Vorliegender Text
=-=-=-=-=
Ich meine, es wäre von vornherein vernünftiger gewesen – bei einem neuerlichen Ver­fassungstext sollte man diesen Weg gehen –, zu sagen: Es soll eine gesamt­europäische Abstimmung über solch einen europäischen Verfassungsvertrag geben, die nach dem Prinzip der doppelten Mehrheiten funktioniert. Das heißt, es muss eine Mehrheit in der Mehrheit der Mitgliedstaaten und eine gesamthafte Mehrheit geben, damit diese Verfassung von allen Bewohnerinnen und Bewohnern Europas demo­kratisch akzeptiert werden kann. Ich glaube, das wäre eine wichtige Schlussfolgerung aus dem Scheitern des bisherigen Verfassungsprozesses. Ich denke, wir wären gut beraten, diesen Weg, wenn dieser Verfassungsprozess im nächsten Jahr wieder neue Dynamik gewinnt, einzuschlagen – und nicht die Ratifikation einzelner Staaten im Parlament und Volksabstimmungen in anderen Staaten.
=-=-=-=-=
Ausgangsdaten
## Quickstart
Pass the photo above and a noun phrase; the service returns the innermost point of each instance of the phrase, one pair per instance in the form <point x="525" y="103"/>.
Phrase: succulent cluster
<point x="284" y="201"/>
=-=-=-=-=
Aufgaben
a. Nenne alle Verbformen in der ersten Person Singular aus dem Text über die europäische Verfassungsabstimmung.
b. Schreibe die Fortsetzung des Textes über die europäische Verfassungsabstimmung im Anschluss an seinen letzten Satz.

Erwartete Lösungen
a. meine, glaube, denke

b.
Der Türkei-Beitritt ist eine spannende Frage, denn derzeit gewinnt man ja den Ein­druck, dass selbst innerhalb der Türkei die Frage, ob die Türkei Mitglied werden möchte oder nicht, wieder offen ist. Erstens ist nicht geklärt, ob die Türkei jedes Mitgliedsland der Europäischen Union anerkennen wird, bevor man in eine entscheidende Phase kommt. Das ist aber eine essentielle Voraussetzung. Es ist doch völlig denkunmöglich, dass jemand Mitglied der Europäischen Union wird, der nicht bereit ist, jedes einzelne bisherige Mitgliedsland anzuerkennen. Also das muss meiner Meinung nach außer Streit stehen.

Klar ist auch, dass die bestehenden Vertragselemente der Europäischen Union von jedem neuen Mitgliedsland zu akzeptieren sind – daher auch von der Türkei.

Ich glaube, dass dieser Verhandlungsprozess derzeit offener ist als jemals zuvor, da in den entscheidenden Fragen keine Bewegung eintritt. Sollte es einmal zu einem Verhandlungsabschluss kommen, gibt es in Österreich einen weit verbreiteten Kon­sens, dass darüber das Volk abstimmen soll. Aber ich sehe diesen Tag eigentlich in großer, großer Entfernung und nicht in nächster Zukunft. (Beifall bei der SPÖ.)

10.38


Präsident Dr. Andreas Khol: Als Nächster spricht Herr Abgeordneter Scheibner. Seine Wunschredezeit beträgt 8 Minuten. – Bitte.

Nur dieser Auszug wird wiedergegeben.